━━━ DATA FOR THIS EXERCISE

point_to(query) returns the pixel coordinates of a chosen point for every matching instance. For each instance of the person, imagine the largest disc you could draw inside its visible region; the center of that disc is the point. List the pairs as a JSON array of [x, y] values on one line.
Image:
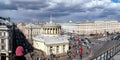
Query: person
[[20, 53]]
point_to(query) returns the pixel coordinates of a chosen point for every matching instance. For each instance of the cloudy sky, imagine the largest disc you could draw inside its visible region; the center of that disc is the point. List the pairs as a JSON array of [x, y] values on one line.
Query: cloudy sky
[[61, 10]]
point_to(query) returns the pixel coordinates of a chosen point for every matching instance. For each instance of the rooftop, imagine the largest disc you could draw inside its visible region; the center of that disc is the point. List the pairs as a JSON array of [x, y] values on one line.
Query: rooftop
[[52, 40]]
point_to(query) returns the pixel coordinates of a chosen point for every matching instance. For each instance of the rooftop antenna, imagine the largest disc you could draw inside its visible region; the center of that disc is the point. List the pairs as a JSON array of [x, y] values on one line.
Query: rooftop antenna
[[51, 19]]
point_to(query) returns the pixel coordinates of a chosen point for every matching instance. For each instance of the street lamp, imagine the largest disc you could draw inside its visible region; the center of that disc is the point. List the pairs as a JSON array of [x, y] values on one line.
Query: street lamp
[[31, 35], [51, 54]]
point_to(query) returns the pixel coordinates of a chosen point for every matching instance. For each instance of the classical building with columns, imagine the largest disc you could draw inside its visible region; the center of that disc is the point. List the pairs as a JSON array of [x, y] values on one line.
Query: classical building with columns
[[88, 27], [50, 41], [6, 38]]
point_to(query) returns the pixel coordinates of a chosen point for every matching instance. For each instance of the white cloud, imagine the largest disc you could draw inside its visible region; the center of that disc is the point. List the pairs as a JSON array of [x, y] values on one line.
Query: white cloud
[[5, 1]]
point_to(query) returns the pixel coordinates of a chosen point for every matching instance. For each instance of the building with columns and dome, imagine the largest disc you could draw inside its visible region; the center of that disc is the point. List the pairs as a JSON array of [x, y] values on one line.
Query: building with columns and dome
[[50, 41]]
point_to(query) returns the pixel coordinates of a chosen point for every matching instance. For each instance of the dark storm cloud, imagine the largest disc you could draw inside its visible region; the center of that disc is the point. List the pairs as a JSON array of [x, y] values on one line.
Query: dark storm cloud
[[31, 5], [7, 7]]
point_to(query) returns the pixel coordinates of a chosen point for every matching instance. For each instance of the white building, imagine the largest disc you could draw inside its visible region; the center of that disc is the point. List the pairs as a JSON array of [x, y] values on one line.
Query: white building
[[6, 31], [50, 41]]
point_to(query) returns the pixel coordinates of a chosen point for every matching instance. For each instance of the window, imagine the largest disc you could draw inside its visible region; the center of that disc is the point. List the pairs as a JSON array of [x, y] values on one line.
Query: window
[[63, 48], [57, 49]]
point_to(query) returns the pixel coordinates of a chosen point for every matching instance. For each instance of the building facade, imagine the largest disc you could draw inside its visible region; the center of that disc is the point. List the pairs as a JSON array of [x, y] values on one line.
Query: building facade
[[6, 38], [99, 27], [50, 41]]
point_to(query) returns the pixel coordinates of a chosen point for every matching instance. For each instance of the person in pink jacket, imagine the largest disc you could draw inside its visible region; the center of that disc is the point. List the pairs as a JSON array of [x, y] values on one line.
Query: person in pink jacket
[[20, 53]]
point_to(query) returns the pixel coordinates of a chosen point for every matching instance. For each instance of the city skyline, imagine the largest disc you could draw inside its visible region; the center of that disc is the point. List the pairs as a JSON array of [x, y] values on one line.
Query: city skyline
[[75, 10]]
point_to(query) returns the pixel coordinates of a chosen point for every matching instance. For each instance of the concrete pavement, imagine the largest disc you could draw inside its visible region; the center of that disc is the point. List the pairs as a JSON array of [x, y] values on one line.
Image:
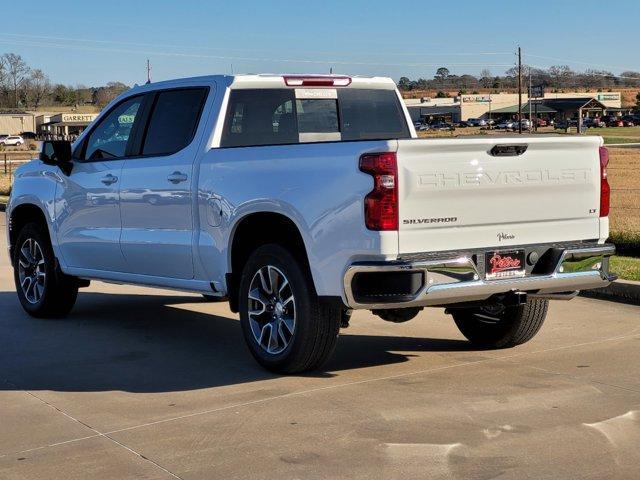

━━━━━━

§ **WORK ITEM**
Please restate each entry exactly, but drop any picture it holds.

§ **ANSWER BOX**
point_to(query) returns the pixel coordinates of a chosen point for every matching instance. For each instance of the person, imagine the largest disc you could draw inside its visible region; the center of that disc is the point. List the pairs as a JSON array of [x, y] values on one line.
Image:
Query: person
[[20, 53]]
point_to(query) returns the pixel coordinates of a chosen point for every matching instance. For each instance of the cloudy sky, imagine the largest disc you could draw inside its visible region; the center of that disc is the point. List the pairs as a JSON array of [x, y] values on one line.
Query: cloudy sky
[[61, 10]]
point_to(query) returns the pixel coordinates of a chosen point for every matching instance. For each instance of the rooftop, imagine the largest disc you could draw inside its visible region; the center of that disc is the point. List the pairs as a JSON array of [x, y] values on one line.
Query: rooftop
[[52, 40]]
point_to(query) returns the pixel coordinates of a chosen point for every matching instance. For each instance of the rooftop antenna, imagine the largest disc you could draw inside its visible region; the center of that disc is the point. List the pairs as a JSON array of [x, y] values on one line.
Query: rooftop antenna
[[51, 19]]
point_to(query) returns the pixel coordinates of a chosen point for every matching instance. For each instance of the street lamp, imagine the largest disc you could draw inside its visible region; the center of that disc is the point. List the pairs as a JSON array of [x, y] values on one line.
Query: street lamp
[[31, 35], [51, 54]]
point_to(query) returns the pixel coordinates of a chosen point for every matching instance. For each instance of the classical building with columns, imagine the largest disc you could draw inside its visible region; the center of that disc is the point. List the pairs as a JSON array of [x, y] values on one line.
Query: classical building with columns
[[88, 27], [50, 41], [6, 38]]
point_to(query) returns the pixel coordinates of a chosen point for every matching instance. For each instance of the white cloud, imagine the largest disc you could draw inside its visible region; the center of that disc is the point. List the pairs as a JSON array of [x, y] values on one line.
Query: white cloud
[[5, 1]]
point_to(query) returns the pixel coordinates of a chosen point for every matching instance. For each instance of the building with columns and dome, imagine the largest disc you could draw inside its visible region; the center of that disc is the point. List the pairs as a JSON array of [x, y] values on one line.
Query: building with columns and dome
[[50, 41]]
point_to(query) returns the pixel coordinates of a chosen point for every matching instance. For each instance of the dark storm cloud, imagine the largest disc you could draw inside its visible region; the center of that disc is the point. List the pairs as a JSON array of [x, y] values on one line.
Query: dark storm cloud
[[31, 5], [7, 7]]
point_to(query) returns the pixel coordinates of a chosen point for every matching instance. For each instance of the white building, imagine the largest disc you could draw inside its visible region; the center of that disc is the point. List the pairs as a JSON array of [x, y] values on one line.
Query: white building
[[6, 31], [50, 41]]
point_to(query) returns the pixel coordinates of a chosen point for every matching instance. For each instance of the window, imagine the largest disc you could draw inside its visible region; the center of that disc is the point. List the pairs as a JSON array of [x, y] values on one line.
Query: window
[[63, 48], [57, 49]]
point_to(query) returns the pixel coordinates of a chosen point for every matching instance. For each instance of the building facade, imagine the largest disc you could draw inside its visible region; the center of that disc is the point. List the pairs as a JSON array of [x, y] values on one line.
Query: building facade
[[6, 38], [99, 27], [50, 41]]
point_to(query) returns the pixel coordinates of a chosen point for every matching instance. For each instance of the person in pink jacket, imagine the largest disc you could draw inside its visible region; the center of that disc is the point. List the pairs as a JSON array of [x, y] values on one line.
Query: person in pink jacket
[[20, 53]]
point_to(query) returns the pixel coordinates of a chosen point for every matching instance. For each instance of the city skyline, imagine the largest disc you could draw inside its visible region; the center of that disc is the point. List the pairs as a JSON array of [x, y] values on one line.
Query: city skyline
[[75, 10]]
point_to(query) returns the pixel coordinates of a chosen point for every matching instance. For each instance of the concrete pavement, imagine the largest disc you could draw inside its visible region; the center of that disc is the point. List the pairs as a JSON array of [x, y] values on one line.
Image:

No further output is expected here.